▶ [Work instruction]: Restate the entries below word for word, leaving nothing out.
BEGIN Data supplied
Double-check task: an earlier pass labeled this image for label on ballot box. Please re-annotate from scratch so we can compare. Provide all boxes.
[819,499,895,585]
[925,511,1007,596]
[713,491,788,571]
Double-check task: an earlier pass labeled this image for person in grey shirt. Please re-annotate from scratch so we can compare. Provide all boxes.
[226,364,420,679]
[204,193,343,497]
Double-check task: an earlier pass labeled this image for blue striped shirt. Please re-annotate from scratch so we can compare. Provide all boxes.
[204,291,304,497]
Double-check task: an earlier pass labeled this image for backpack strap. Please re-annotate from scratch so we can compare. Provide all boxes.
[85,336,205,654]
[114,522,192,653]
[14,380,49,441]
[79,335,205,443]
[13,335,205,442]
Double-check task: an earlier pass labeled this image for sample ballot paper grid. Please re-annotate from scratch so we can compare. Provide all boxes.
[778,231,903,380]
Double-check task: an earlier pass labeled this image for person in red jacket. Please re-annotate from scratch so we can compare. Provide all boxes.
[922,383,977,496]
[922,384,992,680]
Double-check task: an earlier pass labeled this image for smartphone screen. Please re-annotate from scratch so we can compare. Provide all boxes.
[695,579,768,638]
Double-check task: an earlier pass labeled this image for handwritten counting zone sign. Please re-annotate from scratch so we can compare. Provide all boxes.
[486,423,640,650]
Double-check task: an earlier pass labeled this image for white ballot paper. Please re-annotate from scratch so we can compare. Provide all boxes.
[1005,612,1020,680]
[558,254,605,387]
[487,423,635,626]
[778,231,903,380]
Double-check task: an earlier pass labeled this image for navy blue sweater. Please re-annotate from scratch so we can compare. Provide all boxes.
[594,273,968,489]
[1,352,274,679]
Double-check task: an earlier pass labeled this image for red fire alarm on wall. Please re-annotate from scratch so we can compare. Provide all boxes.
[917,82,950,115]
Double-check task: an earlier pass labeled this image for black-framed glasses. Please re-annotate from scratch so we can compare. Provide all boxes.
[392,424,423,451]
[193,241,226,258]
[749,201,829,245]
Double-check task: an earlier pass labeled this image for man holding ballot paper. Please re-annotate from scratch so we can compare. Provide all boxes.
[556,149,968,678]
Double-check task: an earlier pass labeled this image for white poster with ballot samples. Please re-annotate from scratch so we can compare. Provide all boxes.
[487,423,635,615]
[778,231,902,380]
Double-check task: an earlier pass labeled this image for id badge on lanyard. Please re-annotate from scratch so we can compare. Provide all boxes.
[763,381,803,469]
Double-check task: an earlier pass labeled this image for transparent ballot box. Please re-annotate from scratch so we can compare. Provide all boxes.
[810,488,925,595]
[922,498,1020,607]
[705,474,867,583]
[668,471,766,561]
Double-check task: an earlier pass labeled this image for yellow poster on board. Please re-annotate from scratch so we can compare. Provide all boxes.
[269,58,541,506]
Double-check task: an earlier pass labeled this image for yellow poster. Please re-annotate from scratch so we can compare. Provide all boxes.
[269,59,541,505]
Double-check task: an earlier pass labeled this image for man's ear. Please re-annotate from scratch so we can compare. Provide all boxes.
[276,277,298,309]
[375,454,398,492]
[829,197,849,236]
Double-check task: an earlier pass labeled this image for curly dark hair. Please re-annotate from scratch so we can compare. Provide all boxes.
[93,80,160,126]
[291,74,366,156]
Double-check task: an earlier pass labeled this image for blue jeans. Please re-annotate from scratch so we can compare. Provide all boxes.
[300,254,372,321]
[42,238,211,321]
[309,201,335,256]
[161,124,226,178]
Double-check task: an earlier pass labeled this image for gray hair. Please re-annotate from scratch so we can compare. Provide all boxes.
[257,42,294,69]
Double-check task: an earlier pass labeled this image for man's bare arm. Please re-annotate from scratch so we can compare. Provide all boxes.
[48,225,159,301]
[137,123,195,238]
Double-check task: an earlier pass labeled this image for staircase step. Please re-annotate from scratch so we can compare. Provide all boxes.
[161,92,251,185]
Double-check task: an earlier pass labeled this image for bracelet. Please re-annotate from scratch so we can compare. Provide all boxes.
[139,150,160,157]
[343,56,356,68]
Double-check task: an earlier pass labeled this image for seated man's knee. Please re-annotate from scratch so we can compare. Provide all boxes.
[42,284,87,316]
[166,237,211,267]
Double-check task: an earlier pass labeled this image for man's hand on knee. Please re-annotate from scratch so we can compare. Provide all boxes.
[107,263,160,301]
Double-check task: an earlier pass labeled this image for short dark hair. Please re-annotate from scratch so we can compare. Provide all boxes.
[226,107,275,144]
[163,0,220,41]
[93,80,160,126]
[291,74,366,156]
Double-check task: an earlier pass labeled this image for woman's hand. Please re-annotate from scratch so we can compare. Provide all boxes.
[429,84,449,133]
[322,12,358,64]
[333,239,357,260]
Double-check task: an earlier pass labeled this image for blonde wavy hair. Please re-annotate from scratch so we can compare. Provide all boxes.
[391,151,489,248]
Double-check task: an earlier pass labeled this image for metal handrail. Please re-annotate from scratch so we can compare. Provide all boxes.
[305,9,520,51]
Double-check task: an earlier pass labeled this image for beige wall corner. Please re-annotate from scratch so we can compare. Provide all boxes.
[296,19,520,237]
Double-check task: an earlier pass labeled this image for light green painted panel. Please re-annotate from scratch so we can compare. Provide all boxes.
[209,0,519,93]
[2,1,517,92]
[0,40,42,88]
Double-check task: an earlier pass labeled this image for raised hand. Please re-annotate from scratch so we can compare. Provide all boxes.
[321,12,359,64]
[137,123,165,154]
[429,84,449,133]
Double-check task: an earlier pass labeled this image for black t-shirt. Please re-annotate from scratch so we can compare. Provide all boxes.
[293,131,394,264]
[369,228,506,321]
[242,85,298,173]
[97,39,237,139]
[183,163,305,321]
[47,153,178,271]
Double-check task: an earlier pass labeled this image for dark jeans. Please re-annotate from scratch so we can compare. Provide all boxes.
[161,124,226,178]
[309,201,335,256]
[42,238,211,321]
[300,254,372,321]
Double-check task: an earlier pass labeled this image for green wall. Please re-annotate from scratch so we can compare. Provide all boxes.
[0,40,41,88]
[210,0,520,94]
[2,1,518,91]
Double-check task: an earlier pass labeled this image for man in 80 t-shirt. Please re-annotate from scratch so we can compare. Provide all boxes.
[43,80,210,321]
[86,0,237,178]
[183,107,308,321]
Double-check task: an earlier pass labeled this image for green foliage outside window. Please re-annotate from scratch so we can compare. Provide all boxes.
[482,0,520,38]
END Data supplied
▶ [Response]:
Double-check task: an earlier pass labeled this image for label on ballot box. Please re-annotate from scratch so we can compare. Provide all boxes.
[819,499,895,585]
[925,511,1007,596]
[713,491,788,571]
Double-check task: an earlier pass labeled this image for person in grey shirt. Please re-annotate from scratch so we can compare. Provide all boxes.
[226,364,420,679]
[204,193,343,497]
Double-check task: an earlier pass labeled this image for blue striped shirt. Please re-annotate from scratch so we can compare. Provide all boxes.
[204,291,304,497]
Double-check task: an earlier pass labeled this image for backpack strap. Please re-annotate from scratch so we can compare. Provide all boxes.
[85,336,205,654]
[114,522,192,653]
[14,380,49,441]
[79,335,205,443]
[13,335,205,442]
Double-check task: an earlier pass labeled this image for sample ballot paper grid. Please re-annotate from scratch so we can compare. Provide all boxes.
[778,231,903,380]
Double-check task: an earlier pass labeled this image for person in red jacket. Please re-annotate from scratch so we can compare. Provide all boxes.
[922,383,977,496]
[922,384,992,680]
Double-check task: an earlier pass labeled this image for smartphone screen. Please re-annotate from scratch so we can compare. Provide all boxes.
[695,579,768,638]
Double-check task: an earlier pass labeled this image for handwritten counting zone sign. Please re-annotate from scratch so we can compare. Provide all boxes.
[486,423,640,650]
Double-check task: an earlier pass labeled this image for white ballot paper. Please re-annotate from scratch so we can compare. Provide all boxes.
[1005,612,1020,680]
[558,254,605,387]
[487,423,635,626]
[778,231,903,380]
Double-check task: an earlier pass labeled this image for navy blue sweater. Please re-annotate from scratch so we can compare. Provide all boxes.
[594,273,968,489]
[1,352,274,679]
Double-check task: an earlier pass labeled this image for red fire alarm on wall. Please re-annotate from scratch so we can compare. Provide all boxes.
[917,82,950,115]
Double-check task: an earlier pass labeled this image for black-framed glasses. Please re-annotate from scratch so we can compare. Provide all boxes.
[392,424,423,451]
[193,241,226,258]
[749,201,829,245]
Double-check task: an earlier pass labeled this image for man holding ballot paper. Please re-annotate from scratch so we can compare. Provide all boxes.
[556,149,968,678]
Double-check task: an earlier pass labeled this image for white poster with ballot samples. Please re-annotate from scratch so we can compare. Provide all boxes.
[487,423,635,615]
[778,231,902,380]
Double-check task: an earlier pass labeled this image for id badge on lanyard. Please re-annotate from scratch so we can compare. Provide all boxes.
[763,381,803,469]
Double-check task: an earlier pass labeled this image for transparent ballot box. Please re-annotate from scratch so we can compare. Provide all boxes.
[810,488,925,595]
[922,498,1020,607]
[705,474,867,583]
[668,471,766,561]
Double-check task: an earlier pass labeled this image for yellow poster on board. Please re-annotate from scratch so we can compare. Provide all boxes.
[269,58,541,506]
Double-check task: an earlier pass labeled this image for yellow poster. Please re-annotate from scratch so we can compare. Provide all boxes.
[269,59,541,505]
Double-check task: an earlier pass labeled this image for man's ear. Please re-annotate from scratch so we can compare. Provide all boxes.
[276,277,298,309]
[375,454,398,492]
[829,197,849,236]
Double-check task: an earlier pass labeled this image for curly dark hair. Please re-annotate from scratch so we can compare. Provide all boxes.
[93,80,160,126]
[291,74,366,156]
Double-check task: an earlier pass labeled this image for blue jeans. Please re-annotate from scratch so we can compare. Provide all boxes.
[300,254,372,321]
[42,238,211,321]
[309,201,335,256]
[161,124,226,178]
Double-check task: an earlier pass labeled this image for gray hair. Please re-annotate from scratch so we can compare. Provide all boxes.
[257,42,294,69]
Double-check task: an earlier pass labeled this image for man's bare arm. Please re-annotate from scratch so we can compare. Provide all boxes.
[48,225,159,301]
[137,123,195,238]
Double-check task: an earlier pass labeled this image for staircase step. Please re-annotate from scratch so we can compare. Provide all boxes.
[161,92,251,185]
Double-check task: an earlier pass labeled this image for bracelet. Please re-annotate from scratch so we can compare. Provide all boxes.
[139,150,160,157]
[343,56,356,68]
Double-check task: an earlier pass labeled this image for seated man's knee. Please re-annotate from scratch so we can compare. Provide all boxes.
[42,284,87,316]
[166,237,211,267]
Double-check task: an earlier pass labeled this image for man's hand on knee. Please re-annotate from scratch so we can compare. Provide all boxes.
[107,263,160,301]
Double-check task: an earlier pass labeled this image for short dark hair. Please re-annotate from scratch so we can compare. Provide all boxes.
[226,107,275,144]
[163,0,220,41]
[93,80,160,126]
[291,74,366,156]
Double-check task: an earlier pass labeled this image for woman's hand. Please re-annotate from scratch so we can compare. Provide all boxes.
[429,84,449,133]
[322,12,358,64]
[333,239,357,260]
Double-check task: an earlier pass labeled this image for blonde wavy hair. Please re-annotate from scratch so we can compare. Provide all boxes.
[391,151,489,248]
Double-check task: an earlier pass labeled this image for metal handrail. Please re-annotate from scratch so we can compare. Provide all boxes.
[305,9,520,51]
Double-check task: an earlier pass labeled this image for beige wall corner. Please re-annotate from scratch so we can compare. Provide all boxes.
[296,19,520,237]
Double-check task: an earlier pass labeled this image for light green painted panel. Please re-annotate from scratch so we can compare. Provide all boxes.
[209,0,519,93]
[2,1,517,92]
[0,40,42,88]
Double-check task: an earlier pass labeled this image for raised hand. Please re-annotate from scratch so we can compare. Provide all boxes.
[321,12,359,64]
[137,123,165,154]
[429,84,449,133]
Double-check task: an earlier pass labeled this image for black t-shirt. Please re-annotate from scratch so we can compare. Provide all boxes.
[293,131,394,264]
[369,228,506,321]
[242,85,298,173]
[97,39,237,139]
[183,163,305,321]
[47,153,178,271]
Double-check task: an earlier pass labeled this image for dark jeans. Please re-annotate from scratch so we can compare. Provide all boxes.
[161,124,226,178]
[309,201,335,256]
[42,238,211,321]
[300,254,372,321]
Double-check task: an earlier pass labeled this image for green wall. Please re-annotate from scratch so we can compare. Provide all boxes.
[0,40,41,88]
[210,0,520,94]
[2,1,518,91]
Double-check task: an earlier pass labeled this image for man in 80 t-shirt. Please re-annotate from scratch so we can compare. Provide all boxes.
[43,80,210,321]
[86,0,237,178]
[183,107,308,321]
Double-check task: an earlier pass labeled this image for green foliage outside window. Please re-annotate from scratch so we can compare. Provide all boxes.
[482,0,520,38]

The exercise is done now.